### Data records
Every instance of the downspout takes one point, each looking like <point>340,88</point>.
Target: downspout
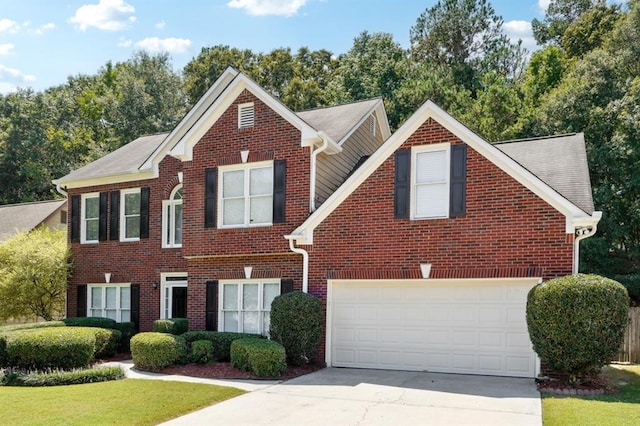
<point>305,263</point>
<point>581,233</point>
<point>314,154</point>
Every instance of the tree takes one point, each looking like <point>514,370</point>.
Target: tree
<point>34,268</point>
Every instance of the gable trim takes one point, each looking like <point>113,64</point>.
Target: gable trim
<point>304,233</point>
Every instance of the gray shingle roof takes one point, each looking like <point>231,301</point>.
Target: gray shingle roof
<point>126,159</point>
<point>338,121</point>
<point>559,161</point>
<point>25,216</point>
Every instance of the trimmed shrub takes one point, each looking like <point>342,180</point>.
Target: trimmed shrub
<point>263,358</point>
<point>296,323</point>
<point>202,352</point>
<point>61,378</point>
<point>98,322</point>
<point>172,326</point>
<point>127,330</point>
<point>155,351</point>
<point>31,325</point>
<point>576,323</point>
<point>221,341</point>
<point>57,347</point>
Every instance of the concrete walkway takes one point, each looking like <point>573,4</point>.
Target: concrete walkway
<point>345,396</point>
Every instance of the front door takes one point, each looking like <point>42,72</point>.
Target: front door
<point>179,302</point>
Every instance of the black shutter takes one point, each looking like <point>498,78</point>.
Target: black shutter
<point>211,306</point>
<point>279,178</point>
<point>458,184</point>
<point>102,217</point>
<point>402,184</point>
<point>81,301</point>
<point>114,218</point>
<point>135,306</point>
<point>286,286</point>
<point>144,212</point>
<point>210,198</point>
<point>75,218</point>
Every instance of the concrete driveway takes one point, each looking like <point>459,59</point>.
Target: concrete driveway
<point>345,396</point>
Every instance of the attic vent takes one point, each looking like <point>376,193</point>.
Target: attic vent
<point>245,115</point>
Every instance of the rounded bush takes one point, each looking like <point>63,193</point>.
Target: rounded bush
<point>296,323</point>
<point>155,351</point>
<point>54,347</point>
<point>576,323</point>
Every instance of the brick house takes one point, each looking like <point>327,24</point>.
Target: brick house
<point>422,245</point>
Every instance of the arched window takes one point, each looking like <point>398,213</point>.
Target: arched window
<point>172,219</point>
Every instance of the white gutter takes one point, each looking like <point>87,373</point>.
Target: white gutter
<point>312,177</point>
<point>583,231</point>
<point>305,262</point>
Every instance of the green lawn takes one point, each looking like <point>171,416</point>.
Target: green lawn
<point>128,401</point>
<point>620,409</point>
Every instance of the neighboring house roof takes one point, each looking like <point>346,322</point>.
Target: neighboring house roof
<point>559,161</point>
<point>338,122</point>
<point>15,218</point>
<point>575,214</point>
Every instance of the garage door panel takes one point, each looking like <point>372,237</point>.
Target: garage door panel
<point>472,329</point>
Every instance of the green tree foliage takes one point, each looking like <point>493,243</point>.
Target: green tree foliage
<point>34,267</point>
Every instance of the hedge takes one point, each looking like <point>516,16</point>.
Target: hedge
<point>61,378</point>
<point>57,347</point>
<point>261,357</point>
<point>576,323</point>
<point>175,326</point>
<point>155,351</point>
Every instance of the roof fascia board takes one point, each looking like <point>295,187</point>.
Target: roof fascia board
<point>304,233</point>
<point>184,147</point>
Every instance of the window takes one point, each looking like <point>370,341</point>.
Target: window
<point>110,301</point>
<point>245,115</point>
<point>172,219</point>
<point>130,215</point>
<point>246,195</point>
<point>430,181</point>
<point>246,305</point>
<point>90,218</point>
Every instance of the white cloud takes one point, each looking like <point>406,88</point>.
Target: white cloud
<point>9,26</point>
<point>268,7</point>
<point>6,48</point>
<point>108,15</point>
<point>171,45</point>
<point>44,28</point>
<point>521,30</point>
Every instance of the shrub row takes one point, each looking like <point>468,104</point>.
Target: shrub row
<point>59,378</point>
<point>264,358</point>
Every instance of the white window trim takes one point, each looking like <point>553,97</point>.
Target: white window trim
<point>166,225</point>
<point>241,108</point>
<point>83,227</point>
<point>165,284</point>
<point>123,222</point>
<point>414,155</point>
<point>260,281</point>
<point>103,287</point>
<point>247,210</point>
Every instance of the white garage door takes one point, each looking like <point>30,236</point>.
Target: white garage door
<point>450,326</point>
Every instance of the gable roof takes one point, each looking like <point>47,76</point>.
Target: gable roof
<point>15,218</point>
<point>340,121</point>
<point>567,173</point>
<point>572,212</point>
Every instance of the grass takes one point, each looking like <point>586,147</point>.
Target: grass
<point>128,401</point>
<point>620,409</point>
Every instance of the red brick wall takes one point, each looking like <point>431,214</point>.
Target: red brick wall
<point>505,226</point>
<point>138,262</point>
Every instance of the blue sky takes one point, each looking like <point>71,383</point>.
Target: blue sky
<point>44,41</point>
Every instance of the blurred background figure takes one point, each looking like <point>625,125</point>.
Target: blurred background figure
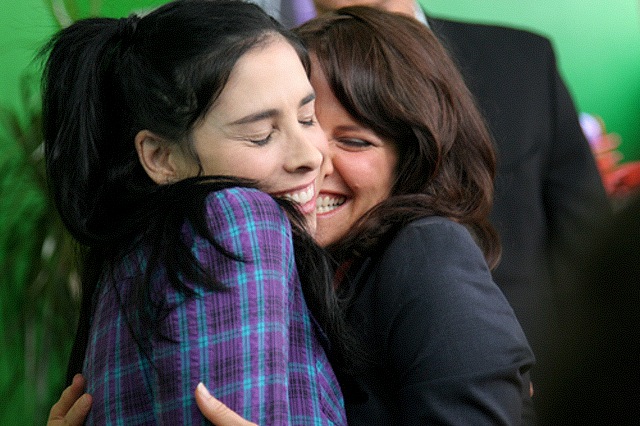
<point>549,195</point>
<point>597,378</point>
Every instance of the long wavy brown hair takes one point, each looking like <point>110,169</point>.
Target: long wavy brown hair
<point>393,76</point>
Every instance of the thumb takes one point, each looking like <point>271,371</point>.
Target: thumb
<point>215,411</point>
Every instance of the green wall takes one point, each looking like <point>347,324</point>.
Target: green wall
<point>597,43</point>
<point>598,48</point>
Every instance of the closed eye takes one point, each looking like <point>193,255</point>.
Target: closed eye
<point>309,123</point>
<point>262,142</point>
<point>353,143</point>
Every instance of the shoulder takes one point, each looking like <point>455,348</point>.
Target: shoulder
<point>243,205</point>
<point>433,234</point>
<point>241,199</point>
<point>432,255</point>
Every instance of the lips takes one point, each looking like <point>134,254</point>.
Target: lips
<point>304,198</point>
<point>327,203</point>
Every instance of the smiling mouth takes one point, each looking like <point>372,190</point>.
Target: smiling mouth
<point>301,197</point>
<point>325,204</point>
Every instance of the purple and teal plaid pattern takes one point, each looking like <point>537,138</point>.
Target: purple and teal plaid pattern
<point>256,346</point>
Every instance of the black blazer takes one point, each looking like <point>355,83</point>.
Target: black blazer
<point>549,197</point>
<point>442,344</point>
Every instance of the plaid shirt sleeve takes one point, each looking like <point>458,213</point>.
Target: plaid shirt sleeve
<point>237,342</point>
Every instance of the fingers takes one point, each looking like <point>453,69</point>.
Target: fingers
<point>216,412</point>
<point>72,407</point>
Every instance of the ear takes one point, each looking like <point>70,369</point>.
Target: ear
<point>163,161</point>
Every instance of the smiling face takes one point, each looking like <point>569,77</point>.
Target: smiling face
<point>263,127</point>
<point>364,166</point>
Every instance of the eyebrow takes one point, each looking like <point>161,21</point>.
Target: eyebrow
<point>258,116</point>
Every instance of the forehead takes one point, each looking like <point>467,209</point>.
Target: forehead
<point>269,76</point>
<point>336,4</point>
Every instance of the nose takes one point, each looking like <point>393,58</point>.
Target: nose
<point>304,154</point>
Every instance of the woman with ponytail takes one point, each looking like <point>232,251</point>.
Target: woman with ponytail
<point>161,132</point>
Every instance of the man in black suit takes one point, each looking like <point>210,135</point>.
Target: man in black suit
<point>549,197</point>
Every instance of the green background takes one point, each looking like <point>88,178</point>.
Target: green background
<point>598,48</point>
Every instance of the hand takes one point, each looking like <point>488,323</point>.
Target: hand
<point>216,412</point>
<point>72,407</point>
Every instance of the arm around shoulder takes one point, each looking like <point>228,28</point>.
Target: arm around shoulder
<point>455,345</point>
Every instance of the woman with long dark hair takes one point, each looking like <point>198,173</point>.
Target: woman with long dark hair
<point>404,213</point>
<point>189,273</point>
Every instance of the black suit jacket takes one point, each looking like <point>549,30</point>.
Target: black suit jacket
<point>549,197</point>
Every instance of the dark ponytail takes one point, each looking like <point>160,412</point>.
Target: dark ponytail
<point>107,79</point>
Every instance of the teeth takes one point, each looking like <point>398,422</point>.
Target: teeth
<point>301,197</point>
<point>325,204</point>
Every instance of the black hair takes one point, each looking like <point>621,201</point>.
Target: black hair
<point>392,75</point>
<point>107,79</point>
######
** Exercise directions **
Looking at the data above, write out exactly the lines that start at the one containing "Every instance of the woman with long" and end at the one containing "Every instance of the black suit"; include both and nothing beyond.

** Solution **
Every instance of the woman with long dark hair takes one point, each looking like <point>198,173</point>.
Target: woman with long dark hair
<point>404,213</point>
<point>189,273</point>
Every instance of the black suit jacket takes one point, each looking like <point>549,30</point>.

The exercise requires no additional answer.